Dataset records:
+--

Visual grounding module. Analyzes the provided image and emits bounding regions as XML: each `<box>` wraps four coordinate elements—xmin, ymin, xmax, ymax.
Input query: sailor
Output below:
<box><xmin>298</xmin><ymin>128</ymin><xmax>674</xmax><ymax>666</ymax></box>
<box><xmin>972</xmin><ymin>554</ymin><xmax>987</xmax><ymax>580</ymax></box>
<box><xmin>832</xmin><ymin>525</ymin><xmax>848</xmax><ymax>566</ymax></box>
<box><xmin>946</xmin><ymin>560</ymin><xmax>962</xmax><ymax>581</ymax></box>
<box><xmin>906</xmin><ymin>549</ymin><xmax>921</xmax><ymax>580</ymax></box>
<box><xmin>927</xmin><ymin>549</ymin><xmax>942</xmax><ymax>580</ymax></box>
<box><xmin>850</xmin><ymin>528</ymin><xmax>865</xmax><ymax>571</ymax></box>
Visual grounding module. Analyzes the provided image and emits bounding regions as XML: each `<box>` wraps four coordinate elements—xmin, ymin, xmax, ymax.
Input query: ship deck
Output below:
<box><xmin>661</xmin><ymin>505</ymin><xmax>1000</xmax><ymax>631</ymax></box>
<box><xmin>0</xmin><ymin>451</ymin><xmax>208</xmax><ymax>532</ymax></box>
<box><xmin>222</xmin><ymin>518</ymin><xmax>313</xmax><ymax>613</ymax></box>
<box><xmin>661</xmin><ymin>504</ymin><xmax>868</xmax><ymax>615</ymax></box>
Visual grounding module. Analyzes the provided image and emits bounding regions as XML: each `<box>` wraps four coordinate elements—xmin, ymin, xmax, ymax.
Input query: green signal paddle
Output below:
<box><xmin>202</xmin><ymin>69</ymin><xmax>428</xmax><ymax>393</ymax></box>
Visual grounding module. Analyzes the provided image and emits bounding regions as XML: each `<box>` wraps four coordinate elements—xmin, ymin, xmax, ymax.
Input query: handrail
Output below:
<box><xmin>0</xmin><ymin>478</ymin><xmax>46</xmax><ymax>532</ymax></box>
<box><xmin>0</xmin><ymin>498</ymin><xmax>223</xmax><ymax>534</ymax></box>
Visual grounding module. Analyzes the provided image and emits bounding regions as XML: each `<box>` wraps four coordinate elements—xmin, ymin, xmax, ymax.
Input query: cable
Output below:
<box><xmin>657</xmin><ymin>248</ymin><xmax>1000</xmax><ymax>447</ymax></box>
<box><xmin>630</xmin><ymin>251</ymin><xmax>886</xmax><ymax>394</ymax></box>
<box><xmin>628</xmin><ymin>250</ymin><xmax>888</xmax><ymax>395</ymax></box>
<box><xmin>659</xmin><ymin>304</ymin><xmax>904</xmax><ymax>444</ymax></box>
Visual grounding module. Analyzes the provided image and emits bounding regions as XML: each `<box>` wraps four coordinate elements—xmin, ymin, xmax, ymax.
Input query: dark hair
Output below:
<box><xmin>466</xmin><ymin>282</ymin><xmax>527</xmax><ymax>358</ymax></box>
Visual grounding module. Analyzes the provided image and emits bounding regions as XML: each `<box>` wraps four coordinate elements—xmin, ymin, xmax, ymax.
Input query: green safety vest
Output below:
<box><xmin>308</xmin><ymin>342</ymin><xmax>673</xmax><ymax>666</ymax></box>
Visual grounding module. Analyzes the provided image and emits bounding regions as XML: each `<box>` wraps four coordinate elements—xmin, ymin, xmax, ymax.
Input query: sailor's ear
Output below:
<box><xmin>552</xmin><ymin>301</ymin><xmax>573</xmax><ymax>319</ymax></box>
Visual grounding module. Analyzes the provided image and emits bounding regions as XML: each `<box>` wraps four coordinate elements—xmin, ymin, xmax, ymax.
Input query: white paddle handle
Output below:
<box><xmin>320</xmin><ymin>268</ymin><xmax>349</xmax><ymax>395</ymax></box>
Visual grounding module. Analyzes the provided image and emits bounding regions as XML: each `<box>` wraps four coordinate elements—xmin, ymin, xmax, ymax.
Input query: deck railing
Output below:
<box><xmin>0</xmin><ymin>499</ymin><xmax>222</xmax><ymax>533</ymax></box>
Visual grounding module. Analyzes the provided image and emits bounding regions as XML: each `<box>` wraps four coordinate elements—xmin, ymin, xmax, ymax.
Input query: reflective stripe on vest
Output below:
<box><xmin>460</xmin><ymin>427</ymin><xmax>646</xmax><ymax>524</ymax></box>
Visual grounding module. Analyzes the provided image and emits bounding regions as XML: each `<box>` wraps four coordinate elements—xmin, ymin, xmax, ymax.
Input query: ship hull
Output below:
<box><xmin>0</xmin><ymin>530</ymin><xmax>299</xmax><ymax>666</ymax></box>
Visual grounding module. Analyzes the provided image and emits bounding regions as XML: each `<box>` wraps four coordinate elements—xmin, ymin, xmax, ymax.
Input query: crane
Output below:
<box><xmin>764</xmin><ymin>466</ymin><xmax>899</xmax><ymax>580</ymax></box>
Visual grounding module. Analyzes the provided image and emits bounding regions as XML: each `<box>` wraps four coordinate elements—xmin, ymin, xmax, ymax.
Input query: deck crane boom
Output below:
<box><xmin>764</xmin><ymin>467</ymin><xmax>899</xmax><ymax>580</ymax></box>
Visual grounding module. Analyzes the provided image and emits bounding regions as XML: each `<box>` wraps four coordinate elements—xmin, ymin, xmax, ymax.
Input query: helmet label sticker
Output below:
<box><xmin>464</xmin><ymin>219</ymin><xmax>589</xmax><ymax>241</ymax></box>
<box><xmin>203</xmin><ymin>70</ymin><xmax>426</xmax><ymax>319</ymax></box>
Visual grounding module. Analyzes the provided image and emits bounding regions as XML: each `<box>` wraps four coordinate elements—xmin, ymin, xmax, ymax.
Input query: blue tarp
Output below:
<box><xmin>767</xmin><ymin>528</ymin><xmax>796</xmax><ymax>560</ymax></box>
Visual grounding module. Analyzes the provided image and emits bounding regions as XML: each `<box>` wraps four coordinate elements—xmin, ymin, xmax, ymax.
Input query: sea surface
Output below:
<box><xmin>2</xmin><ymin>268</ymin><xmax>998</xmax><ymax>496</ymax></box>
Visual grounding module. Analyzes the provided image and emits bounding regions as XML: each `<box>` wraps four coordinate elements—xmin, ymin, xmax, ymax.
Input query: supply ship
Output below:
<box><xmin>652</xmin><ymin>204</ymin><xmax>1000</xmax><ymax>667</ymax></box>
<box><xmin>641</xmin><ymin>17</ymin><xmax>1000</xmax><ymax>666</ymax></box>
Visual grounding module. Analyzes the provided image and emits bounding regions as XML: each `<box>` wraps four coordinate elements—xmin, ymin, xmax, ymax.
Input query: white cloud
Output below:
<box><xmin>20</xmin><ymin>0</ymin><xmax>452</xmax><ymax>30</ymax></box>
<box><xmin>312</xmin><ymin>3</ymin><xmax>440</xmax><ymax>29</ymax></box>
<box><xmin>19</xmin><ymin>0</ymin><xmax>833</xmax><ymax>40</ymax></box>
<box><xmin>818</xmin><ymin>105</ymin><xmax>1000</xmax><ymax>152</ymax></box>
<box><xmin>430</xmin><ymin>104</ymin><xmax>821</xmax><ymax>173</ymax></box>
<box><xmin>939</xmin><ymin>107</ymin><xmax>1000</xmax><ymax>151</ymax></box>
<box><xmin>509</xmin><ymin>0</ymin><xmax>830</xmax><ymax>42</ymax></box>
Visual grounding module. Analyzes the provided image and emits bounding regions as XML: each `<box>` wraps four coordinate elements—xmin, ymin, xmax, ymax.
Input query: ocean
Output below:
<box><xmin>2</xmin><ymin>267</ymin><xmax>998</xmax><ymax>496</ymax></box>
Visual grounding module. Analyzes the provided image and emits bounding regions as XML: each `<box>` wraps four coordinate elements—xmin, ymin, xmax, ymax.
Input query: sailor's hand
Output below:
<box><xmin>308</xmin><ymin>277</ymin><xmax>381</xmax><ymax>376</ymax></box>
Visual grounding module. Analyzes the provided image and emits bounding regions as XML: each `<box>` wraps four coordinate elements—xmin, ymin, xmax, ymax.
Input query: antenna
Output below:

+--

Whenever the word "vest" shows up in a line of the entries, copy that line.

ANSWER SECTION:
Input query: green safety vest
Input query: reflective stripe on vest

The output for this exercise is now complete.